▸ Task
Write out every record in full, exactly as written, please.

▸ Data to use
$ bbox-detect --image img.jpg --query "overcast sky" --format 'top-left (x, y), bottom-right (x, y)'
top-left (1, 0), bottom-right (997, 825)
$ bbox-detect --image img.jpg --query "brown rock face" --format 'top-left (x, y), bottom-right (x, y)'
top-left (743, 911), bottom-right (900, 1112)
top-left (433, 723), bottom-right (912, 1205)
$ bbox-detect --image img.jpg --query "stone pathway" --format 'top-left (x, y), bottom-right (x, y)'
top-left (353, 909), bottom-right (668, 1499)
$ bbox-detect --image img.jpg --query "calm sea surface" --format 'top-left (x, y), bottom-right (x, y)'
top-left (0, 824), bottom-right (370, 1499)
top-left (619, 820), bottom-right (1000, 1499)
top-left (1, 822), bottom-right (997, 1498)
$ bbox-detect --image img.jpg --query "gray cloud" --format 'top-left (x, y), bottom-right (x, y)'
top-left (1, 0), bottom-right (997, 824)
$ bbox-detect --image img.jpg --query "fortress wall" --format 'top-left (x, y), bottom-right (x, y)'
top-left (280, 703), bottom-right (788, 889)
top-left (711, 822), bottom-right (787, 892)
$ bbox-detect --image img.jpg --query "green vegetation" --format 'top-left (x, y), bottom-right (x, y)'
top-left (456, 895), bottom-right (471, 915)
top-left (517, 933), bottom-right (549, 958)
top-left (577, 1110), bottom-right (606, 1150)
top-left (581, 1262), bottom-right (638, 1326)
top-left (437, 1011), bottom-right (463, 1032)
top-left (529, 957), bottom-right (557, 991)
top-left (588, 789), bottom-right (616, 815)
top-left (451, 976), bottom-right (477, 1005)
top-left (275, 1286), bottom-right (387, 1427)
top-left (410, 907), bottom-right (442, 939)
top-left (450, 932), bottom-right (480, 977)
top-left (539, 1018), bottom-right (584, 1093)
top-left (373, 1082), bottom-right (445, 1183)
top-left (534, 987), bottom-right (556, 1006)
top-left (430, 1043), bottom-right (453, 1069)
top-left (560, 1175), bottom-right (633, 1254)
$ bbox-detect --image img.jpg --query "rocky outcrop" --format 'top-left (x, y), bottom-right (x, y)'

▸ Answer section
$ bbox-detect --image img.jpg --query "overcast sky" --format 'top-left (x, y), bottom-right (x, y)'
top-left (1, 0), bottom-right (997, 825)
$ bbox-detect --image img.jpg --query "brown rock face" --format 'top-left (x, y), bottom-right (x, y)'
top-left (743, 911), bottom-right (900, 1112)
top-left (433, 723), bottom-right (912, 1205)
$ bbox-detect --image img.jpg --query "stone pathway" --format 'top-left (x, y), bottom-right (x, y)'
top-left (353, 909), bottom-right (668, 1499)
$ bbox-detect --image img.jpg --query "calm sea surface" --format 'top-left (x, y), bottom-right (x, y)'
top-left (0, 824), bottom-right (370, 1499)
top-left (619, 820), bottom-right (1000, 1499)
top-left (1, 822), bottom-right (997, 1498)
$ bbox-detect --image img.jpg --query "gray cloud" --format 'top-left (x, y), bottom-right (x, y)'
top-left (1, 0), bottom-right (997, 824)
$ bbox-detect --image img.jpg --query "fortress wall" --format 'top-left (x, y), bottom-right (x, y)'
top-left (280, 703), bottom-right (788, 889)
top-left (711, 822), bottom-right (787, 892)
$ bbox-detect --image img.jpg --query "green vegetation" --format 'top-left (x, y), bottom-right (x, y)'
top-left (456, 895), bottom-right (471, 915)
top-left (517, 933), bottom-right (549, 958)
top-left (577, 1110), bottom-right (606, 1150)
top-left (581, 1262), bottom-right (638, 1326)
top-left (437, 1011), bottom-right (463, 1032)
top-left (529, 957), bottom-right (557, 991)
top-left (588, 789), bottom-right (616, 815)
top-left (451, 976), bottom-right (477, 1005)
top-left (275, 1286), bottom-right (387, 1427)
top-left (410, 907), bottom-right (442, 939)
top-left (450, 932), bottom-right (480, 977)
top-left (539, 1018), bottom-right (584, 1093)
top-left (373, 1082), bottom-right (445, 1183)
top-left (534, 987), bottom-right (556, 1006)
top-left (430, 1043), bottom-right (453, 1069)
top-left (560, 1175), bottom-right (633, 1254)
$ bbox-detect --image img.jpg --query "rocky outcrop" --format 'top-left (x, y), bottom-right (x, y)'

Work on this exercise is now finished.